-- Excerpts of annotation listing --
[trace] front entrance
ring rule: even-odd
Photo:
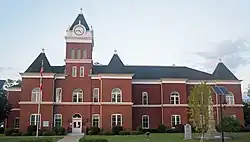
[[[79,113],[72,117],[72,133],[82,133],[82,116]]]

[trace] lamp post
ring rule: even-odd
[[[225,104],[226,104],[226,101],[224,100],[223,101],[223,104],[222,104],[222,95],[220,95],[220,128],[221,128],[221,142],[225,142],[225,139],[224,139],[224,125],[223,125],[223,109],[225,109]],[[222,106],[223,105],[223,106]]]

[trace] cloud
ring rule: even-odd
[[[220,43],[210,43],[209,50],[196,52],[195,54],[205,59],[202,63],[204,67],[211,70],[214,64],[222,59],[222,62],[232,71],[239,66],[250,63],[250,45],[244,38],[237,40],[225,40]],[[200,64],[200,63],[199,63]]]
[[[0,72],[12,69],[13,69],[12,67],[0,67]]]

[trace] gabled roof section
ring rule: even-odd
[[[25,72],[40,72],[41,65],[43,60],[43,69],[45,73],[53,73],[53,69],[50,66],[50,63],[44,52],[40,53],[40,55],[35,59],[35,61],[29,66],[29,68]]]
[[[75,27],[75,25],[78,25],[79,24],[79,21],[80,23],[85,27],[85,29],[87,31],[89,31],[89,26],[88,26],[88,23],[86,22],[84,16],[82,13],[78,14],[78,16],[76,17],[74,23],[70,26],[70,30],[73,30],[73,28]]]
[[[213,76],[215,79],[219,80],[238,80],[222,62],[216,66]]]
[[[125,66],[114,54],[108,65],[94,65],[93,74],[135,74],[133,79],[186,78],[213,80],[209,73],[185,66]]]
[[[0,80],[0,89],[2,89],[3,88],[3,85],[5,84],[5,80]]]

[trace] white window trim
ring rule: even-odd
[[[57,93],[59,92],[59,90],[61,90],[61,94],[60,94],[60,99],[59,101],[57,100]],[[62,88],[56,88],[56,102],[59,103],[59,102],[62,102]]]
[[[61,127],[62,127],[62,125],[63,125],[62,124],[63,123],[63,118],[62,118],[62,114],[59,114],[59,113],[58,114],[54,114],[54,127],[56,126],[56,116],[57,115],[60,116],[60,118],[61,118]]]
[[[33,92],[34,90],[39,90],[38,92]],[[36,97],[36,100],[35,101],[33,101],[32,100],[32,98],[33,98],[33,93],[36,95],[35,97]],[[30,101],[31,102],[39,102],[40,101],[40,99],[39,99],[39,97],[40,97],[40,99],[41,99],[41,102],[42,102],[42,94],[41,94],[41,90],[40,90],[40,88],[39,87],[36,87],[36,88],[33,88],[32,90],[31,90],[31,98],[30,98]]]
[[[177,125],[177,124],[176,124],[177,117],[179,117],[179,120],[180,120],[180,123],[179,123],[179,124],[181,124],[181,116],[180,116],[180,115],[171,115],[171,127],[172,127],[172,128],[174,128],[174,126],[172,126],[172,124],[173,124],[172,117],[174,117],[175,125]]]
[[[95,100],[95,99],[94,99],[95,89],[98,90],[98,91],[97,91],[97,92],[98,92],[98,93],[97,93],[97,102],[94,101],[94,100]],[[94,89],[93,89],[93,97],[92,97],[93,103],[99,103],[99,101],[100,101],[100,100],[99,100],[99,96],[100,96],[100,95],[99,95],[99,94],[100,94],[99,91],[100,91],[99,88],[94,88]]]
[[[146,96],[146,104],[144,104],[144,96]],[[148,92],[142,92],[142,105],[148,105]]]
[[[122,126],[122,115],[121,114],[112,114],[111,115],[111,128],[113,127],[112,125],[112,117],[115,116],[115,125],[117,125],[117,116],[121,116],[121,126]]]
[[[19,121],[19,122],[18,122],[18,123],[19,123],[19,124],[18,124],[18,127],[16,127],[16,120],[17,120],[17,119],[18,119],[18,121]],[[14,120],[14,129],[19,129],[19,127],[20,127],[20,117],[16,117],[15,120]]]
[[[36,117],[37,117],[37,116],[40,117],[40,122],[39,122],[40,125],[39,125],[39,128],[41,128],[41,122],[42,122],[41,114],[37,114],[37,113],[30,114],[30,125],[31,125],[31,116],[32,116],[32,115],[35,115],[35,125],[37,125],[37,124],[36,124],[36,119],[37,119]]]
[[[71,71],[72,77],[76,77],[76,76],[77,76],[77,67],[76,67],[76,66],[73,66],[71,70],[72,70],[72,71]]]
[[[84,66],[80,67],[80,77],[84,77]]]
[[[75,49],[70,49],[70,59],[75,59],[76,58],[76,50]],[[73,56],[72,56],[73,55]]]
[[[235,99],[234,99],[234,94],[230,92],[230,95],[226,95],[226,100],[228,105],[234,105],[235,104]],[[233,100],[233,103],[231,103]]]
[[[113,89],[119,89],[119,90],[120,90],[120,93],[117,93],[117,92],[113,93]],[[112,102],[112,103],[121,103],[121,102],[122,102],[122,90],[121,90],[120,88],[113,88],[113,89],[112,89],[112,91],[111,91],[111,102]],[[114,101],[114,102],[112,101],[112,96],[113,96],[113,94],[115,94],[115,101]],[[121,100],[120,102],[117,101],[117,98],[118,98],[117,95],[118,95],[118,94],[120,95],[120,100]]]
[[[92,124],[91,125],[94,126],[93,123],[94,123],[94,117],[95,116],[97,116],[97,118],[98,118],[98,127],[100,128],[100,115],[99,114],[93,114],[92,115]]]
[[[173,94],[178,94],[178,96],[175,96],[175,95],[173,95]],[[170,94],[170,102],[169,102],[170,104],[171,104],[172,97],[174,98],[174,103],[173,103],[173,105],[177,105],[177,103],[176,103],[176,98],[179,98],[179,103],[178,103],[178,104],[181,103],[181,97],[180,97],[179,92],[174,91],[174,92],[172,92],[172,93]]]
[[[80,88],[77,88],[77,89],[80,89]],[[74,89],[75,90],[75,89]],[[82,94],[82,101],[81,102],[83,102],[83,98],[84,98],[84,92],[83,92],[83,90],[82,89],[80,89],[81,91],[82,91],[82,93],[79,93],[79,92],[74,92],[74,90],[73,90],[73,92],[72,92],[72,102],[73,103],[79,103],[79,95],[80,94]],[[76,102],[74,102],[74,95],[76,94]]]
[[[148,127],[143,127],[143,118],[144,117],[147,117],[147,119],[148,119]],[[148,115],[142,115],[142,117],[141,117],[141,126],[142,126],[142,129],[149,129],[149,116]]]

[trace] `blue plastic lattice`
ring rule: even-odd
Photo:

-- SET EXERCISE --
Please render every line of the listing above as a Markdown table with columns "Row" and "Listing line", skipping blank lines. Leave the pictures out of the answer.

-- OUTPUT FOR THIS EXERCISE --
| Row | Listing line |
|---|---|
| 1 | [trace] front entrance |
| 2 | ring rule: even-odd |
| 3 | Photo: |
| 4 | [[[79,113],[72,117],[72,133],[82,133],[82,116]]] |
| 5 | [trace] lamp post |
| 6 | ring rule: even-odd |
| 7 | [[[225,104],[226,104],[226,101],[224,100],[223,101],[223,104],[222,104],[222,95],[220,95],[220,128],[221,128],[221,142],[225,142],[225,139],[224,139],[224,125],[223,125],[223,109],[225,109]],[[222,106],[223,105],[223,106]]] |
| 8 | [trace] cloud |
| 9 | ring rule: even-odd |
| 10 | [[[220,43],[210,43],[209,50],[196,52],[195,54],[205,59],[202,63],[204,67],[211,70],[214,64],[222,59],[222,62],[232,71],[239,66],[250,63],[250,45],[244,38],[237,40],[225,40]],[[200,64],[200,63],[199,63]]] |
| 11 | [[[0,72],[12,69],[13,69],[12,67],[0,67]]] |
| 12 | [trace] gabled roof section |
| 13 | ring rule: even-odd |
| 14 | [[[25,72],[40,72],[41,65],[43,60],[43,69],[45,73],[53,73],[53,69],[50,66],[50,63],[44,52],[40,53],[40,55],[35,59],[35,61],[29,66],[29,68]]] |
| 15 | [[[75,27],[75,25],[78,25],[79,24],[79,21],[80,23],[85,27],[85,29],[87,31],[89,31],[89,26],[88,26],[88,23],[86,22],[84,16],[82,13],[78,14],[78,16],[76,17],[74,23],[70,26],[70,30],[73,30],[73,28]]] |
| 16 | [[[213,76],[215,79],[219,80],[238,80],[222,62],[216,66]]] |
| 17 | [[[125,66],[114,54],[108,65],[94,65],[93,74],[135,74],[133,79],[186,78],[213,80],[209,73],[185,66]]] |
| 18 | [[[0,80],[0,89],[2,89],[3,88],[3,85],[5,84],[5,80]]] |
| 19 | [trace] white window trim |
| 20 | ring rule: even-odd |
| 21 | [[[57,93],[59,92],[59,90],[61,90],[61,94],[60,94],[60,99],[59,101],[57,100]],[[62,88],[56,88],[56,102],[59,103],[59,102],[62,102]]] |
| 22 | [[[61,127],[62,127],[62,125],[63,125],[62,124],[63,123],[63,118],[62,118],[62,114],[59,114],[59,113],[58,114],[54,114],[54,127],[56,126],[56,116],[57,115],[60,116],[60,118],[61,118]]] |
| 23 | [[[33,92],[34,90],[39,90],[38,92]],[[36,97],[36,100],[35,101],[33,101],[32,100],[32,98],[33,98],[33,93],[36,95],[35,97]],[[30,101],[31,102],[39,102],[40,101],[40,99],[39,99],[39,97],[40,97],[40,99],[41,99],[41,102],[42,102],[42,94],[41,94],[41,90],[40,90],[40,88],[39,87],[36,87],[36,88],[33,88],[32,90],[31,90],[31,98],[30,98]]] |
| 24 | [[[177,125],[177,124],[176,124],[177,117],[179,117],[179,120],[180,120],[180,123],[179,123],[179,124],[181,124],[181,116],[180,116],[180,115],[171,115],[171,127],[172,127],[172,128],[174,128],[174,126],[172,126],[172,124],[173,124],[172,117],[174,117],[175,125]]] |
| 25 | [[[95,100],[95,99],[94,99],[95,89],[98,90],[98,91],[97,91],[97,92],[98,92],[98,93],[97,93],[97,102],[94,101],[94,100]],[[94,89],[93,89],[93,97],[92,97],[93,103],[99,103],[99,101],[100,101],[100,100],[99,100],[99,96],[100,96],[100,95],[99,95],[99,94],[100,94],[99,91],[100,91],[99,88],[94,88]]] |
| 26 | [[[146,96],[146,104],[144,104],[144,96]],[[148,92],[142,92],[142,105],[148,105]]] |
| 27 | [[[122,126],[122,115],[121,114],[112,114],[111,115],[111,128],[113,127],[112,125],[112,117],[115,116],[115,125],[117,125],[117,116],[121,116],[121,126]]] |
| 28 | [[[19,121],[19,122],[18,122],[18,123],[19,123],[19,124],[18,124],[18,127],[16,127],[16,120],[17,120],[17,119],[18,119],[18,121]],[[14,120],[14,129],[19,129],[19,127],[20,127],[20,117],[16,117],[15,120]]] |
| 29 | [[[36,117],[37,117],[37,116],[40,117],[40,122],[39,122],[40,125],[39,125],[39,128],[41,128],[41,122],[42,122],[41,114],[37,114],[37,113],[30,114],[30,125],[31,125],[31,116],[32,116],[32,115],[35,115],[35,125],[37,125],[37,124],[36,124],[36,119],[37,119]]] |
| 30 | [[[71,71],[72,77],[76,77],[76,76],[77,76],[77,67],[76,67],[76,66],[73,66],[71,70],[72,70],[72,71]]] |
| 31 | [[[84,66],[80,67],[80,77],[84,77]]] |
| 32 | [[[75,49],[70,49],[70,59],[75,59],[76,58],[76,50]],[[73,56],[72,56],[73,55]]] |
| 33 | [[[235,99],[234,99],[234,94],[230,92],[230,95],[226,95],[226,100],[228,105],[234,105],[235,104]],[[233,100],[233,103],[231,103]]] |
| 34 | [[[113,89],[119,89],[119,90],[120,90],[120,93],[117,93],[117,92],[113,93]],[[112,102],[112,103],[121,103],[121,102],[122,102],[122,90],[121,90],[120,88],[113,88],[113,89],[112,89],[112,91],[111,91],[111,102]],[[114,101],[114,102],[112,101],[112,96],[113,96],[113,94],[115,94],[115,101]],[[121,100],[120,102],[117,101],[117,98],[118,98],[117,95],[118,95],[118,94],[120,95],[120,100]]] |
| 35 | [[[92,124],[91,125],[94,126],[93,123],[94,123],[94,117],[95,116],[97,116],[97,118],[98,118],[98,127],[100,128],[100,115],[99,114],[93,114],[92,115]]] |
| 36 | [[[173,94],[178,94],[178,96],[175,96],[175,95],[173,95]],[[170,94],[170,102],[169,102],[170,104],[171,104],[172,97],[174,98],[174,103],[173,103],[173,105],[177,105],[177,103],[176,103],[176,98],[179,98],[179,103],[178,103],[178,104],[181,103],[181,97],[180,97],[179,92],[174,91],[174,92],[172,92],[172,93]]] |
| 37 | [[[80,88],[77,88],[77,89],[80,89]],[[74,89],[75,90],[75,89]],[[82,94],[82,101],[81,102],[83,102],[83,98],[84,98],[84,92],[83,92],[83,90],[82,89],[80,89],[81,91],[82,91],[82,93],[79,93],[79,92],[74,92],[74,90],[73,90],[73,92],[72,92],[72,102],[73,103],[79,103],[79,95],[80,94]],[[76,102],[74,102],[74,95],[76,94]]] |
| 38 | [[[148,127],[143,127],[143,118],[144,117],[147,117],[147,119],[148,119]],[[148,115],[142,115],[142,117],[141,117],[141,126],[142,126],[142,129],[149,129],[149,116]]] |
| 39 | [trace] `blue plastic lattice` |
| 40 | ring rule: even-odd |
| 41 | Photo: |